┌─ Supplied material
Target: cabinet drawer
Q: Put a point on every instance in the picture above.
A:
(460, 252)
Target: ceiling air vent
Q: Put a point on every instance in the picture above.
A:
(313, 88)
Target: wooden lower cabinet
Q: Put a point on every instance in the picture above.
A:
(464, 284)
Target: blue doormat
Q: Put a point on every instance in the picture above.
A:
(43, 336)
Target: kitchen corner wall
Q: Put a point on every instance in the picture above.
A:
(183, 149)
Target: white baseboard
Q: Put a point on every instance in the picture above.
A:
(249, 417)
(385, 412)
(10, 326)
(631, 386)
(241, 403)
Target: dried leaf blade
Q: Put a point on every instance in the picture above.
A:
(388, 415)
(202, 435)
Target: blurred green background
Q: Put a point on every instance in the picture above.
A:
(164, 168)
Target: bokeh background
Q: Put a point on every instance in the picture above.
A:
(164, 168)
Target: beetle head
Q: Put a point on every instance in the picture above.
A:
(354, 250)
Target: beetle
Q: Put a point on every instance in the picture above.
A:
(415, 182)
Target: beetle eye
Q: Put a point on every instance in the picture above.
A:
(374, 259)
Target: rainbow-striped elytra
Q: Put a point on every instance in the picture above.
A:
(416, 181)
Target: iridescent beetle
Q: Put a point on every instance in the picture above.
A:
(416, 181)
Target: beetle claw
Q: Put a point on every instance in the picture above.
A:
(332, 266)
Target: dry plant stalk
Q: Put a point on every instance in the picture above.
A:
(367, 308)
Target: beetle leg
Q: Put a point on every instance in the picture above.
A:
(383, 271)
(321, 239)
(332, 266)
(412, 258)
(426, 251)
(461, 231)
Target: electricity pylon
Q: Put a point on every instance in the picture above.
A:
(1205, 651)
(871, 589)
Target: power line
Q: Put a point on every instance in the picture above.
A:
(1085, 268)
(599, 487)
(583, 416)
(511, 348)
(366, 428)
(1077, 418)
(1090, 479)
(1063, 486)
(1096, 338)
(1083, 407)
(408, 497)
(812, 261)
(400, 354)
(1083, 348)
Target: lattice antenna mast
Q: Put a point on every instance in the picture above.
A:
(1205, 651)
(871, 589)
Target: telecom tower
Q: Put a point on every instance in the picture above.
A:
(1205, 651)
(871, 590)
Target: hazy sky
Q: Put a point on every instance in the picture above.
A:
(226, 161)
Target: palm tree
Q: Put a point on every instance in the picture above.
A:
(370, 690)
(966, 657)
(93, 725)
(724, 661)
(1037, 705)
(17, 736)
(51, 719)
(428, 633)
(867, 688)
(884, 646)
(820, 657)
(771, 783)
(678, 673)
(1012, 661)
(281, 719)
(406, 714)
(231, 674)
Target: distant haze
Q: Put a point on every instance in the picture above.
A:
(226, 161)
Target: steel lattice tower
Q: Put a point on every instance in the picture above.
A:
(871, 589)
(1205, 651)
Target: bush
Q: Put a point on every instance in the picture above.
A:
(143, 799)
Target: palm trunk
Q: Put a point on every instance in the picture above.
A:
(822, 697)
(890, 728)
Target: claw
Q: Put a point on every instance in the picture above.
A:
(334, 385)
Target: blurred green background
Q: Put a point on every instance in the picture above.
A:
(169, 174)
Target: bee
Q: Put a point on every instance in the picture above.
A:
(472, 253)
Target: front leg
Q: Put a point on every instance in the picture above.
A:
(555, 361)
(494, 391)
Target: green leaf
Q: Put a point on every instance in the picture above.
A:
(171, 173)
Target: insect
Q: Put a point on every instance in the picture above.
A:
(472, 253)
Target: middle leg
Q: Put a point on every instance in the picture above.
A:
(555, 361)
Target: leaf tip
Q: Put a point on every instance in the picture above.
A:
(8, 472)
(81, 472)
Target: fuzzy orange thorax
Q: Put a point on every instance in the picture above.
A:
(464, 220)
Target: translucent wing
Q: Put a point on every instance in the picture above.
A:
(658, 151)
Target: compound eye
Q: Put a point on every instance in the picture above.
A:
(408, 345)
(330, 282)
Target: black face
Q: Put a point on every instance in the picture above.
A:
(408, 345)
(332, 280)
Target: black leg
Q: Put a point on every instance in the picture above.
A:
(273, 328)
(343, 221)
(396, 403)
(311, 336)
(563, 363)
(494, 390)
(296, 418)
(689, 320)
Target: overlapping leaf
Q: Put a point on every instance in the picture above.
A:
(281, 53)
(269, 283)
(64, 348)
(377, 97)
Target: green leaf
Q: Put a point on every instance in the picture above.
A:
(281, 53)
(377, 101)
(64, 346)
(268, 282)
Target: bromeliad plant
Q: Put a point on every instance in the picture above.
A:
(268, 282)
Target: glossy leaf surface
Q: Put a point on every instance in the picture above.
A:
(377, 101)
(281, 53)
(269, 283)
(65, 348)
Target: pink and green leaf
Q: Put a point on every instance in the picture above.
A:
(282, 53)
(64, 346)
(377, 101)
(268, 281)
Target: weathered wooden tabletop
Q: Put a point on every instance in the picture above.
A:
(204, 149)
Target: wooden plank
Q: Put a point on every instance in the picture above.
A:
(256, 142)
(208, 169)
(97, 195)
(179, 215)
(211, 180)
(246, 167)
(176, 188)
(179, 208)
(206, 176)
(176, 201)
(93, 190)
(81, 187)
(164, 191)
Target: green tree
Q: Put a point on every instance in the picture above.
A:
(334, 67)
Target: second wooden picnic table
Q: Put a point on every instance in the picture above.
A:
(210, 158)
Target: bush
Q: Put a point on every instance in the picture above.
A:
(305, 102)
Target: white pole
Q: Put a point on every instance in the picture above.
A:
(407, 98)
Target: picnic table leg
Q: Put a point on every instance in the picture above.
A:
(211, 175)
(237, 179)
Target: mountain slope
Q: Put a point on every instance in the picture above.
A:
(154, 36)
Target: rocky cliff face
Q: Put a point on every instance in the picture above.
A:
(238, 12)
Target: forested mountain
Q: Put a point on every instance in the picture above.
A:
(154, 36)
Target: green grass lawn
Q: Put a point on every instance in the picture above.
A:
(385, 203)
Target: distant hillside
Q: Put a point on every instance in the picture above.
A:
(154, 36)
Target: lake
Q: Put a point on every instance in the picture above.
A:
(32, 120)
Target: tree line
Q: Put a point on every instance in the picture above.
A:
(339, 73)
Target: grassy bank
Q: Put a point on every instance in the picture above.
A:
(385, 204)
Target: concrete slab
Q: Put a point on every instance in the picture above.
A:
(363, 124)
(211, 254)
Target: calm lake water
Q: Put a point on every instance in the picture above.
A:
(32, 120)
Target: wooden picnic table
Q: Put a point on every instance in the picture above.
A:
└─
▸ To do
Please write out all of the records above, copying every line exactly.

▸ Solution to this exercise
Target: cabinet drawer
Q: Put a point on every instance in the picture above.
A:
(460, 252)
Target: ceiling air vent
Q: Put a point on every instance in the picture above.
A:
(313, 88)
Target: wooden lower cabinet
Q: Put a point on every instance in the picture above.
A:
(464, 284)
Target: blue doormat
Q: Put a point on every instance in the picture above.
A:
(43, 336)
Target: kitchen corner wall
Q: Put a point on every instance in the picture above.
A:
(183, 149)
Target: white baseboard
Q: Put a point on every instance in the picture above.
A:
(249, 417)
(385, 412)
(10, 326)
(631, 386)
(241, 403)
Target: dried leaf blade
Q: Put a point on every instance in the picture above.
A:
(388, 415)
(202, 435)
Target: blurred green background
Q: Put a point on every instance in the picture above.
A:
(164, 168)
Target: bokeh background
Q: Put a point on every instance in the picture above.
A:
(164, 168)
Target: beetle head
Q: Put a point on every instance in the picture above.
A:
(354, 250)
Target: beetle
Q: Put a point on every instance in the picture above.
A:
(415, 182)
Target: beetle eye
Q: Put a point on every instance in the picture above.
A:
(374, 259)
Target: rainbow-striped elytra
Q: Put a point on every instance in the picture above.
A:
(416, 181)
Target: iridescent beetle
Q: Put a point on every instance in the picture above.
A:
(416, 181)
Target: beetle claw
Q: Put a point on every instance in the picture above.
A:
(332, 266)
Target: dry plant stalk
Q: Put a point on every instance in the picture above.
A:
(367, 308)
Target: beetle leg
Q: Put a point on every instance in the picture above.
A:
(383, 271)
(321, 239)
(332, 266)
(412, 258)
(426, 251)
(461, 231)
Target: electricity pylon
Q: Put a point on every instance in the picture above.
A:
(1205, 651)
(871, 589)
Target: power line
Q: Put a point on every instance in the picture above.
A:
(1085, 268)
(599, 487)
(583, 416)
(511, 348)
(366, 428)
(1077, 418)
(1090, 479)
(1063, 486)
(1096, 338)
(1083, 407)
(408, 497)
(812, 261)
(400, 354)
(1083, 348)
Target: lattice antenna mast
Q: Put a point on every instance in the picture above.
A:
(1205, 651)
(871, 589)
Target: telecom tower
Q: Put a point on every instance in the picture above.
A:
(1205, 651)
(871, 590)
Target: hazy sky
Q: Put a point on every instance in the picture above.
A:
(226, 161)
Target: palm tree
Q: Put a point on every instance in the picture above.
A:
(370, 690)
(966, 657)
(93, 725)
(724, 661)
(1037, 705)
(17, 736)
(51, 719)
(428, 633)
(867, 688)
(884, 646)
(820, 657)
(771, 783)
(678, 673)
(1012, 661)
(281, 719)
(406, 714)
(231, 674)
Target: distant haze
Q: Put a point on every instance in the picture above.
A:
(226, 161)
Target: steel lattice tower
Q: Put a point on every instance in the picture above.
A:
(871, 589)
(1205, 651)
Target: bush
Q: Put a point on every instance in the picture above.
A:
(143, 799)
Target: palm trunk
Q: Put a point on every instance in the picture above.
A:
(822, 697)
(890, 728)
Target: claw
Q: Put a point on every instance in the picture above.
A:
(334, 385)
Target: blurred green background
Q: Put a point on every instance in the picture above.
A:
(169, 174)
Target: bee
Q: Put a point on every instance in the picture above.
A:
(472, 253)
Target: front leg
Q: Put a point on every instance in the picture above.
A:
(555, 361)
(494, 391)
Target: green leaf
Q: Put a point on every instance in the picture above.
A:
(171, 173)
Target: insect
Q: Put a point on every instance in the picture above.
A:
(472, 253)
Target: middle leg
Q: Put a point on every instance in the picture above.
A:
(555, 361)
Target: leaf tip
Q: Put a point on every instance in the picture above.
A:
(8, 472)
(81, 472)
Target: fuzzy orange thorax
Q: Put a point on every instance in the picture above.
A:
(464, 220)
Target: translucent wing
Q: Put a point on every instance in the picture above.
A:
(658, 151)
Target: compound eye
Q: Put a point on every instance in the picture above.
A:
(408, 345)
(330, 282)
Target: black face
Q: Put a point on every instance in the picture above.
A:
(408, 345)
(332, 280)
Target: black leg
Q: Put a point on every instance in the picture above.
A:
(273, 328)
(343, 221)
(396, 403)
(311, 336)
(563, 363)
(494, 390)
(296, 418)
(689, 320)
Target: overlapping leaf
Q: Put a point on every instance in the picture above.
A:
(281, 53)
(269, 283)
(64, 348)
(377, 97)
Target: green leaf
Q: Put a point on every instance in the picture above.
A:
(281, 53)
(377, 101)
(64, 346)
(268, 282)
Target: bromeliad plant
Q: Put a point on every instance in the picture above.
A:
(268, 282)
Target: glossy leaf surface
Q: Put a point on every instance in the picture above.
A:
(377, 101)
(281, 53)
(269, 283)
(65, 348)
Target: pink and green leaf
Q: Put a point on every instance in the picture above.
A:
(282, 53)
(64, 346)
(377, 101)
(268, 281)
Target: weathered wooden tabletop
Q: Put a point on every instance in the picture above.
A:
(204, 149)
Target: wooden plank
Q: Put a point on every instance in the picture above.
A:
(256, 142)
(208, 169)
(97, 195)
(179, 215)
(211, 180)
(246, 167)
(176, 188)
(179, 208)
(206, 176)
(176, 201)
(93, 190)
(81, 187)
(164, 191)
Target: green tree
Q: Put a point on every instance in the picture above.
A:
(334, 67)
Target: second wooden picnic table
Q: Put a point on every instance in the picture above.
A:
(210, 158)
Target: bush
Q: Put a point on every instance in the picture above.
A:
(305, 102)
Target: white pole
Q: Put a point on every instance in the picture above.
A:
(407, 98)
Target: picnic table leg
Q: Put a point on every instance in the picture above.
A:
(211, 175)
(237, 179)
Target: mountain slope
Q: Put a point on every instance in the picture above.
A:
(154, 36)
Target: rocky cliff face
Q: Put a point on every instance in the picture above.
A:
(238, 12)
Target: forested mountain
Q: Put a point on every instance in the picture above.
A:
(154, 36)
Target: green grass lawn
Q: Put a point on every instance in the picture above.
A:
(385, 203)
Target: distant hillside
Q: Put a point on every instance in the picture above.
A:
(154, 36)
Target: lake
Q: Put a point on every instance in the picture above.
A:
(32, 120)
Target: tree line
Q: Put a point on every instance in the picture above.
A:
(339, 73)
Target: grassy bank
Q: Put a point on every instance in the picture above.
A:
(385, 204)
Target: concrete slab
Q: Put a point on every instance in the picture above.
A:
(363, 124)
(211, 254)
Target: calm lake water
Q: Put a point on every instance in the picture above.
A:
(32, 120)
Target: wooden picnic table
Q: Put a point on every instance in the picture above.
A:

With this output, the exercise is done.